*Work instruction 1*:
In the text about Nina Berman's exhibition, where did Berman choose to photograph the wounded soldiers?
*Work instruction 2*:
For each statement below, decide whether it agrees with the text about Nina Berman's exhibition. Answer yes or no, quoting the words from the text that decide it.
(a) Berman started taking the photos shortly after the 2003 invasion.
(b) The exhibition is held at a gallery in Washington.
(c) Berman cared most about the soldiers' physical wounds.

"I liked it. The excitement. The adrenaline. Never knowing what's going to happen. Now it's nothing. You just watch the news or you watch the war movies on TV."
"Nobody really knows what the soldiers are going through. They see on TV, oh yeah, two soldiers got wounded today and they think yeah he'll be all right. But that soldier is scarred for life both physically and mentally.
They ask stupid questions like, 'Was it hot? Did you shoot anybody?' They want me to glorify war and say it was so cool. The reality of it is, seeing all that crap fucks you up in the head, man. I can't sleep at night. It sucks. It really sucks."
"I lost my leg just below the knee. Lost my eyesight. I have shrapnel in pretty much every part of my body. I don't have any regrets. It was the best experience of my life."
An exhibition by photographer Nina Berman at New York's Jen Bekman Gallery, features portraits of US soldiers wounded in Iraq. Berman began taking the photos shortly after the 2003 invasion, choosing to shoot them not in hospital wards but in their homes, often in small town America, far from the media glare.
Berman said she was first spurred into taking the portraits out of frustration, sickened by the early media coverage of the war.
"I started working on it out of exasperation at not seeing any visual representation of the human cost of war. In the press you kept hearing reports or reading reports about wounded but never seeing any images," she told AFP.
Berman said she was most interested not in her subjects' physical wounds but the psychological scars hidden beneath.

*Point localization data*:
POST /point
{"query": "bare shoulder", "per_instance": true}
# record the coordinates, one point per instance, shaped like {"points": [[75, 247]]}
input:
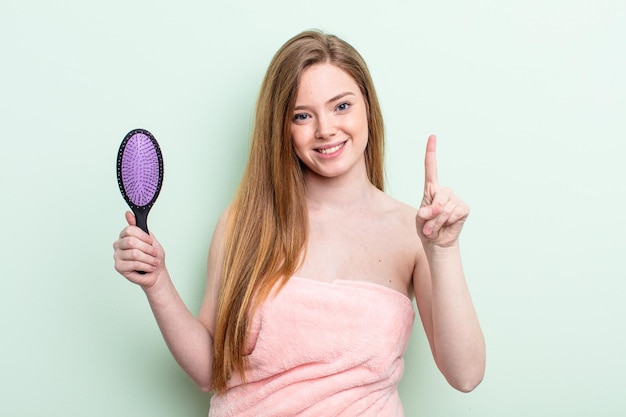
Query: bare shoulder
{"points": [[399, 214]]}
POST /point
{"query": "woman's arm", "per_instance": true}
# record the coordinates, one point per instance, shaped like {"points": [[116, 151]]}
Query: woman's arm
{"points": [[189, 339], [441, 291]]}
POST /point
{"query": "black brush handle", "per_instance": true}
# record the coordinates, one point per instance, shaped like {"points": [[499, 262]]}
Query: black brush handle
{"points": [[141, 219]]}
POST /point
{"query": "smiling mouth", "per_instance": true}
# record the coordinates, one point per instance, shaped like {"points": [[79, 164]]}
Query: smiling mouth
{"points": [[333, 149]]}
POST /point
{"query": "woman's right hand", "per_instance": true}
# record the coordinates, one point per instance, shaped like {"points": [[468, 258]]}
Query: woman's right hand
{"points": [[135, 251]]}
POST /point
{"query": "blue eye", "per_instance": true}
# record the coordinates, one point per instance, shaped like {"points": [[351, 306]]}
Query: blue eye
{"points": [[300, 117], [343, 106]]}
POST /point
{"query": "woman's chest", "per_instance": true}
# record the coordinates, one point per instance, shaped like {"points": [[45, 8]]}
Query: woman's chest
{"points": [[372, 250]]}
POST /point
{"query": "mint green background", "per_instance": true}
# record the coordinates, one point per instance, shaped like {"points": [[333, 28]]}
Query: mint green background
{"points": [[528, 99]]}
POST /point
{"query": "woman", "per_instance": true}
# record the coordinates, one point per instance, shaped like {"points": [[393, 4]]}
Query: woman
{"points": [[312, 268]]}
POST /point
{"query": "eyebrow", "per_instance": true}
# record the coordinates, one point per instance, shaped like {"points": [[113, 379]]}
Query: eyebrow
{"points": [[335, 98]]}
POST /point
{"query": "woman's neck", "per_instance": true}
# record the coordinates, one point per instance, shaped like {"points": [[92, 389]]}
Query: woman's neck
{"points": [[339, 193]]}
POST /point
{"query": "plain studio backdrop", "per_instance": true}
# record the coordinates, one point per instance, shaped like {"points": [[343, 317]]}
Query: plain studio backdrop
{"points": [[528, 99]]}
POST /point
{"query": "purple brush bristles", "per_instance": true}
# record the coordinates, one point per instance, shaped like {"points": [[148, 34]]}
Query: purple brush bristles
{"points": [[140, 170]]}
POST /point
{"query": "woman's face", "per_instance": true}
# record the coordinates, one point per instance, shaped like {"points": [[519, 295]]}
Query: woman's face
{"points": [[329, 123]]}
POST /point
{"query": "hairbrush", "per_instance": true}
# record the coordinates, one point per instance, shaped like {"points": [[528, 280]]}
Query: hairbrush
{"points": [[140, 173]]}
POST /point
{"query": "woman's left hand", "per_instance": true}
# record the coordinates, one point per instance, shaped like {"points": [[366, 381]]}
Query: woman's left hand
{"points": [[441, 215]]}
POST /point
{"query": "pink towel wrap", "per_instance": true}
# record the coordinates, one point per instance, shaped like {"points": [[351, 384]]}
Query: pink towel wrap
{"points": [[323, 349]]}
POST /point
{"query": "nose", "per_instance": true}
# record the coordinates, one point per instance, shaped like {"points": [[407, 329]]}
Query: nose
{"points": [[326, 127]]}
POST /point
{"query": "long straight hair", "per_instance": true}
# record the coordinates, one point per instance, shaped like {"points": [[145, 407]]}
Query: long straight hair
{"points": [[267, 227]]}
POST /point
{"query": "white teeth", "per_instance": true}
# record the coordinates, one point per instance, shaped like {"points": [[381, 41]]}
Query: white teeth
{"points": [[331, 150]]}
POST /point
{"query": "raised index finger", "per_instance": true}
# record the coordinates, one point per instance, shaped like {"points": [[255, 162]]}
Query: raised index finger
{"points": [[430, 161]]}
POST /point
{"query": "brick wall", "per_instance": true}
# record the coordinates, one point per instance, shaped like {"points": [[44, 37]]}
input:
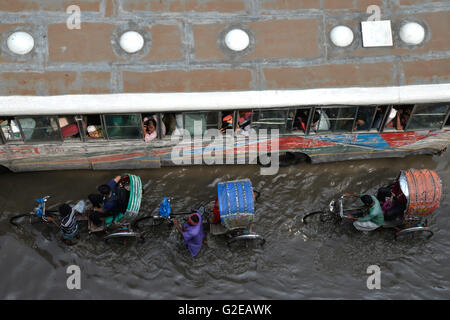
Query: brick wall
{"points": [[290, 46]]}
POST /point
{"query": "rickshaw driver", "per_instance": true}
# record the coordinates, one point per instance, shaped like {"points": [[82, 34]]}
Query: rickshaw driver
{"points": [[192, 233], [374, 219]]}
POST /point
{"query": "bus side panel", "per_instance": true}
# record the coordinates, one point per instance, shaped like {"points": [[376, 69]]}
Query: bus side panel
{"points": [[122, 155]]}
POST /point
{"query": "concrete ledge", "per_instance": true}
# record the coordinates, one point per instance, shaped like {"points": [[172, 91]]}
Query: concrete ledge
{"points": [[206, 101]]}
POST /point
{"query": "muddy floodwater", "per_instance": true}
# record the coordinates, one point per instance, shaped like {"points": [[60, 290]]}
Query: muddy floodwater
{"points": [[297, 262]]}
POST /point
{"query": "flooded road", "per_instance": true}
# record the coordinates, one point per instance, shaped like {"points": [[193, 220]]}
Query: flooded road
{"points": [[297, 262]]}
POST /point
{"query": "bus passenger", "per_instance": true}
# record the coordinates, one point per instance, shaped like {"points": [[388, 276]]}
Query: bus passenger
{"points": [[192, 233], [227, 122], [150, 125], [300, 120], [321, 117], [374, 219], [106, 203]]}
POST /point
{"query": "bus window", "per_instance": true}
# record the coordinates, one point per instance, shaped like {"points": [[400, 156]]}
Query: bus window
{"points": [[300, 119], [69, 128], [93, 127], [173, 122], [337, 119], [398, 117], [150, 126], [123, 126], [41, 128], [428, 116], [244, 120], [270, 119], [199, 122], [10, 129], [364, 118]]}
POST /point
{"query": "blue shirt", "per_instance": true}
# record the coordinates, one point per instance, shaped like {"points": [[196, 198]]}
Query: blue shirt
{"points": [[193, 236], [111, 203]]}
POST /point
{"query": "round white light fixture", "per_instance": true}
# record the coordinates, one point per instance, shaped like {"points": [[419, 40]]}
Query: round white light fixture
{"points": [[341, 36], [237, 40], [412, 33], [20, 42], [131, 41]]}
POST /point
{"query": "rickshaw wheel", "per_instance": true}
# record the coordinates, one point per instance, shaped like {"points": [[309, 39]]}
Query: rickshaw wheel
{"points": [[414, 230], [19, 219], [121, 236], [245, 238], [148, 221], [30, 218]]}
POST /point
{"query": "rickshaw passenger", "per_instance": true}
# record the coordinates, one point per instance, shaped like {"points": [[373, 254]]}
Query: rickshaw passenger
{"points": [[392, 209], [216, 213], [108, 198], [374, 219], [192, 233], [68, 224]]}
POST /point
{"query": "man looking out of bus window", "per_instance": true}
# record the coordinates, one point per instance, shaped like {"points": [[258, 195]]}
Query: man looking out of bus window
{"points": [[106, 203], [374, 219]]}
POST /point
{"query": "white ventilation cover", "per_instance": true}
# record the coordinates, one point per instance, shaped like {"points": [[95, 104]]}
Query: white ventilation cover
{"points": [[20, 43], [131, 42], [377, 33], [412, 33], [341, 36], [237, 40]]}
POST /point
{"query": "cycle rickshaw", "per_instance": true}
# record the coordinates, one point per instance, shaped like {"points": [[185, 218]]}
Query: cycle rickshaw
{"points": [[236, 205], [118, 226], [418, 193]]}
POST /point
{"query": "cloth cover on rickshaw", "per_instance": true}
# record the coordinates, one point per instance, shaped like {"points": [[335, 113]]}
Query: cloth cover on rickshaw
{"points": [[423, 191], [236, 204], [134, 202]]}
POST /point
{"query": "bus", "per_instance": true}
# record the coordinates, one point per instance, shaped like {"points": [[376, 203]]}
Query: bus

*Your solution 1*:
In their homes, often in small town America, rather than in hospital wards.

*Your solution 2*:
(a) Yes: "Berman began taking the photos shortly after the 2003 invasion"
(b) No: "at New York's Jen Bekman Gallery"
(c) No: "most interested not in her subjects' physical wounds but the psychological scars hidden beneath"